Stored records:
=== Begin Enclosure ===
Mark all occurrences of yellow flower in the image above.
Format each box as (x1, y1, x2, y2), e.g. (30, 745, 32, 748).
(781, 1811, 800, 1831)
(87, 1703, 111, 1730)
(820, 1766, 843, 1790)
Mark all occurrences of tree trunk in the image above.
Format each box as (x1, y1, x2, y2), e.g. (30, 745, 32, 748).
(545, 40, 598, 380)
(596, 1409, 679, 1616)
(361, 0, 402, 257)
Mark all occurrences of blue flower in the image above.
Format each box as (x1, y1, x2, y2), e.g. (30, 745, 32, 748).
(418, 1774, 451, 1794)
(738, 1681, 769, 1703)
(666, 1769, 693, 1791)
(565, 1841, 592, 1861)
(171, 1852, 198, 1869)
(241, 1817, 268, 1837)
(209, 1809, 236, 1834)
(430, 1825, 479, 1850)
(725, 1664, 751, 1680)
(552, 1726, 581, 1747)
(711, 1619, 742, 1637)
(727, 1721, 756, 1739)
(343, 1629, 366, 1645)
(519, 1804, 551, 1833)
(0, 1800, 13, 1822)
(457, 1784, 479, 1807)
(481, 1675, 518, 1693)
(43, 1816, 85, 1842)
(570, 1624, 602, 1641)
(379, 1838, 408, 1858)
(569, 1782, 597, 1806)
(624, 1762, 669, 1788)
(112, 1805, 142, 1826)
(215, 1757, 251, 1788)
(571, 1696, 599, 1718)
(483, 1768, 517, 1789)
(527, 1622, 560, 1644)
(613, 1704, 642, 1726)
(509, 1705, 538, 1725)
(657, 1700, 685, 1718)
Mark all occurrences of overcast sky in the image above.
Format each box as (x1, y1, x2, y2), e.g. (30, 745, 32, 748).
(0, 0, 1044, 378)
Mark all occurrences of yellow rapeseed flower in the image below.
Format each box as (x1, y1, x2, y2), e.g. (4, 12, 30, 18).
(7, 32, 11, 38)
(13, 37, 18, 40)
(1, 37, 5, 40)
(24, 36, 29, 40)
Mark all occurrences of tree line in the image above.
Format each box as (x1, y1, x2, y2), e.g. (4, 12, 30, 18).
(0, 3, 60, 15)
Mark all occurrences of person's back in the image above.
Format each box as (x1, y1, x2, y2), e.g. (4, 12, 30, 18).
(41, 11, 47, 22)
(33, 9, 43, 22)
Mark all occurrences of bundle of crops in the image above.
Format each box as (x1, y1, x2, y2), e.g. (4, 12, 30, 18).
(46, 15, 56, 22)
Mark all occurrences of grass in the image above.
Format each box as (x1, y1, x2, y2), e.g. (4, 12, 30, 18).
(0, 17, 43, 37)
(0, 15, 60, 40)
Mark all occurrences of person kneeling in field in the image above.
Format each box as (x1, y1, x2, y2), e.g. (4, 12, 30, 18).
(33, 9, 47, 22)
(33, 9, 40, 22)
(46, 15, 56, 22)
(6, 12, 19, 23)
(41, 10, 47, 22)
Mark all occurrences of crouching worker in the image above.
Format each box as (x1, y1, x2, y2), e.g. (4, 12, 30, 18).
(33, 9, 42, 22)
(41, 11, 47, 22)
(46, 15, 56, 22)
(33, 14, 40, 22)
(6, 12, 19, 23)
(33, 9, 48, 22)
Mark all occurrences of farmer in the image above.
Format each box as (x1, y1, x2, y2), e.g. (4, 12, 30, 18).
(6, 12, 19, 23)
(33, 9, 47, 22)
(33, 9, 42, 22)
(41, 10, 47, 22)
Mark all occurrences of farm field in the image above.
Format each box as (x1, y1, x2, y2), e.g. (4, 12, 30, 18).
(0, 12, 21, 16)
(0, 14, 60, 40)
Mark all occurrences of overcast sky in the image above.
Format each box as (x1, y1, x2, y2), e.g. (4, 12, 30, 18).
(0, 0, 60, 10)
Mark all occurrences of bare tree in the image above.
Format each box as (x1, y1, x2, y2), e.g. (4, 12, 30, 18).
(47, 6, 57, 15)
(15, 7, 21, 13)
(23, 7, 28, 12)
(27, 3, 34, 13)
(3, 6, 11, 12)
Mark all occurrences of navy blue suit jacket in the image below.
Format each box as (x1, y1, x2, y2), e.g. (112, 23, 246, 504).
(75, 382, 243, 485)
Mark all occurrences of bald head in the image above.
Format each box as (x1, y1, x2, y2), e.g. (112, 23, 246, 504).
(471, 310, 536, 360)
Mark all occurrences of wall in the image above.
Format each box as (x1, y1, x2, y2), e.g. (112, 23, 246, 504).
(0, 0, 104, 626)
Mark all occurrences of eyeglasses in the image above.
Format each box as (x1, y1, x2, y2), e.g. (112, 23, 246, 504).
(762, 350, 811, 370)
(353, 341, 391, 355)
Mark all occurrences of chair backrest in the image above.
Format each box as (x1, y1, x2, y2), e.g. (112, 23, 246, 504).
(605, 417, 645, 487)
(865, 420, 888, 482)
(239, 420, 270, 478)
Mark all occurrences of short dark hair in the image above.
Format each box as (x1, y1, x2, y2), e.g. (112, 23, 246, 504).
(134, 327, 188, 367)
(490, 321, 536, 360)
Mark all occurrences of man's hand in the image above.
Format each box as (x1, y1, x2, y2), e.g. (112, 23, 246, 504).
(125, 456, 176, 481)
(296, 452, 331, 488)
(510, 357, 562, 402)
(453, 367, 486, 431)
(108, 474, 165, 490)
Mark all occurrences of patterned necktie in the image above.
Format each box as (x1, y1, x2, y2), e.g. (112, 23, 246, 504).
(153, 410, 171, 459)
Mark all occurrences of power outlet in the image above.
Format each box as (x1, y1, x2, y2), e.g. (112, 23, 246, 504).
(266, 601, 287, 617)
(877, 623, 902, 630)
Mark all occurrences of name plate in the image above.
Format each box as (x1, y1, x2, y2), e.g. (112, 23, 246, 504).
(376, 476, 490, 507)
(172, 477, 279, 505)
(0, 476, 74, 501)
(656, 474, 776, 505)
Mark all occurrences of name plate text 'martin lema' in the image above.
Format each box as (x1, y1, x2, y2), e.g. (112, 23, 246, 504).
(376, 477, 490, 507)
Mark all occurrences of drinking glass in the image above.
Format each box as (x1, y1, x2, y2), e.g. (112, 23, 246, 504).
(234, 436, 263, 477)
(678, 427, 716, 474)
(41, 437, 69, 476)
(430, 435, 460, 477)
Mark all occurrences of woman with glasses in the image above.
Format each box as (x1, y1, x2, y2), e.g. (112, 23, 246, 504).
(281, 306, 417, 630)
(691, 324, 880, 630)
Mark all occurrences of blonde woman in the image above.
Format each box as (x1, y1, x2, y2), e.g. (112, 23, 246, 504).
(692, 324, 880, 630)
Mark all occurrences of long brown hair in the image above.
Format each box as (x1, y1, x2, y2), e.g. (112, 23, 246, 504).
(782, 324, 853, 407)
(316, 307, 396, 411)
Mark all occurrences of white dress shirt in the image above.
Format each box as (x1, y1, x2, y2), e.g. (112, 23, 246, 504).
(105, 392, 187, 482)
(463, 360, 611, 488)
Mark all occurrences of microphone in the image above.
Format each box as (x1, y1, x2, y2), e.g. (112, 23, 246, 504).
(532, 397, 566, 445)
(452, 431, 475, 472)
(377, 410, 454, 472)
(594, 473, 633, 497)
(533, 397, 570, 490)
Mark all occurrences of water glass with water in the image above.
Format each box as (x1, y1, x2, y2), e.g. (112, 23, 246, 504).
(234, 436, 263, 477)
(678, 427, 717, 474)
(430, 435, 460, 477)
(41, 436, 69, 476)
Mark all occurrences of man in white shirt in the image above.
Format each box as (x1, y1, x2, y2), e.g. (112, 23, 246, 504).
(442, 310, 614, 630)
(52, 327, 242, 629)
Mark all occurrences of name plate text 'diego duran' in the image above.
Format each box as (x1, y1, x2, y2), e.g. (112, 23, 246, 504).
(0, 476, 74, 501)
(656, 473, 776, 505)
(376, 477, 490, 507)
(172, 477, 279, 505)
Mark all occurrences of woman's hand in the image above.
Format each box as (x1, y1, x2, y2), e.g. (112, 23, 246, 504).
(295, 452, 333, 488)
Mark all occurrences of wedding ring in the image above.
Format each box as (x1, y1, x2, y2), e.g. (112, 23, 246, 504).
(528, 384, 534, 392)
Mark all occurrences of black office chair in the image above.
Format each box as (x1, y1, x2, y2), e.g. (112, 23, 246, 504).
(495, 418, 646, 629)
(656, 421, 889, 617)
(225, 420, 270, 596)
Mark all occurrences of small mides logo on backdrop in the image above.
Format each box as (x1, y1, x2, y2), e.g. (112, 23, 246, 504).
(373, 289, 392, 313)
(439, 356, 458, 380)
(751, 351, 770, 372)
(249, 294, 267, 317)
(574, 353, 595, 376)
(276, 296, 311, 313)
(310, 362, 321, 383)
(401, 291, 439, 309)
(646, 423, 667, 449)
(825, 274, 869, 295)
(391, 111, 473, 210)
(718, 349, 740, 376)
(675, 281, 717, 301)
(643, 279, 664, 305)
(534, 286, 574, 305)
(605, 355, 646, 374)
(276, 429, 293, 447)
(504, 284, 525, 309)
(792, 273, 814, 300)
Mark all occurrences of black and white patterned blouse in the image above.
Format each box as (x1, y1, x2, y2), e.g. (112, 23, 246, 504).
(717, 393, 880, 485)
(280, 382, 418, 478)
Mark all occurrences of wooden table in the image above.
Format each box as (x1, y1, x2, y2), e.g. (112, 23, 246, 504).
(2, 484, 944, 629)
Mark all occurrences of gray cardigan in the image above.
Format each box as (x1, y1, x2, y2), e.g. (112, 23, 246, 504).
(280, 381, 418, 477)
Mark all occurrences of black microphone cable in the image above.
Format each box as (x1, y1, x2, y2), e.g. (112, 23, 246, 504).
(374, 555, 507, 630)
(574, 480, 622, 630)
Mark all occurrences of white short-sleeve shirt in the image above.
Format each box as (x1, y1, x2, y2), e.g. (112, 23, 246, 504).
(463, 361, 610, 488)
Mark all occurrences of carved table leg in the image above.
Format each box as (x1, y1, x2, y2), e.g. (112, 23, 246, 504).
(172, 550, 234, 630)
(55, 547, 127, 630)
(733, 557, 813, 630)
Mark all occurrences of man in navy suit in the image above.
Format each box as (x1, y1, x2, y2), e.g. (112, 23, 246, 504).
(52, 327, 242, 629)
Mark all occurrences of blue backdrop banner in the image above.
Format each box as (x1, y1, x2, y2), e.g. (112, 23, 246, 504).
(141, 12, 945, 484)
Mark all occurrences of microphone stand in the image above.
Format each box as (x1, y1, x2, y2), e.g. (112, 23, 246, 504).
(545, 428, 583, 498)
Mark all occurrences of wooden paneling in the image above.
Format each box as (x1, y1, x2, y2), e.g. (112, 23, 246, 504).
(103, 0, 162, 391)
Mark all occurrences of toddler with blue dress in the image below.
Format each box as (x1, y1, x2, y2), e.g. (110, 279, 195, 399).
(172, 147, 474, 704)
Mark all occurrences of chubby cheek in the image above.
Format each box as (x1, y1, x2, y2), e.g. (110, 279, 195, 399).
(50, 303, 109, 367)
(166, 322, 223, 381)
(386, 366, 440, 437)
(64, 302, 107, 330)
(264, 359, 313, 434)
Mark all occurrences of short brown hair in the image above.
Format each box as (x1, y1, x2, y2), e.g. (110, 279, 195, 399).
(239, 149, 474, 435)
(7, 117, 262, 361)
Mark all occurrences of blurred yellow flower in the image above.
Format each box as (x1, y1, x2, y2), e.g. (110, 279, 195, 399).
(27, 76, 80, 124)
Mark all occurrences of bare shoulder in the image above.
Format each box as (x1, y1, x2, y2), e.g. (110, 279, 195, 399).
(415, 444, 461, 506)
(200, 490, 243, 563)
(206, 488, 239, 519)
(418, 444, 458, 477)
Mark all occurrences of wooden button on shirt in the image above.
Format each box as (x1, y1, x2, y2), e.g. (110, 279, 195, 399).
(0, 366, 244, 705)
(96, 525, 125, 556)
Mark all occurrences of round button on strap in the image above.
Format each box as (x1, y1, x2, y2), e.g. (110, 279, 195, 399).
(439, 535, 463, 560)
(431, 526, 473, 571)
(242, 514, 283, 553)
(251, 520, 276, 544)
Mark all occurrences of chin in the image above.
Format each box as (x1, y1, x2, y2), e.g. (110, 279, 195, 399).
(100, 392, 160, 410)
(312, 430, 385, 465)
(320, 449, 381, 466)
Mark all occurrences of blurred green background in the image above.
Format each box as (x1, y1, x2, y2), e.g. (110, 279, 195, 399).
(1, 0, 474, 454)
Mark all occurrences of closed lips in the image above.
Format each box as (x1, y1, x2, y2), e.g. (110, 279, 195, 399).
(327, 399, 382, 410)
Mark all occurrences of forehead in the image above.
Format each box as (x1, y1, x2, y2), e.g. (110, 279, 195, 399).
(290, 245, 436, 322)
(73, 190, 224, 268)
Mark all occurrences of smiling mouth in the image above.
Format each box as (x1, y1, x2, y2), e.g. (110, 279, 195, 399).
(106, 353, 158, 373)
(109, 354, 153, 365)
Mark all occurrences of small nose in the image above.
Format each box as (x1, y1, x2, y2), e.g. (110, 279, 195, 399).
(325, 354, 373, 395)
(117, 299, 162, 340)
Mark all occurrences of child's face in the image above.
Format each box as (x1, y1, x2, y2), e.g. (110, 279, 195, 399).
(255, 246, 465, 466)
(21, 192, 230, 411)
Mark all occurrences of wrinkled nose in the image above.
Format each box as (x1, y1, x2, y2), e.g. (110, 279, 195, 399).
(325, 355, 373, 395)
=== End Enclosure ===
Copy each line in the data that holds the word "name".

• _Answer area_:
Mark all occurrences of name plate in the image above.
Mark all occurrences of name plate text 'martin lema' in the image above.
Mark all occurrences of name plate text 'diego duran' in the image above.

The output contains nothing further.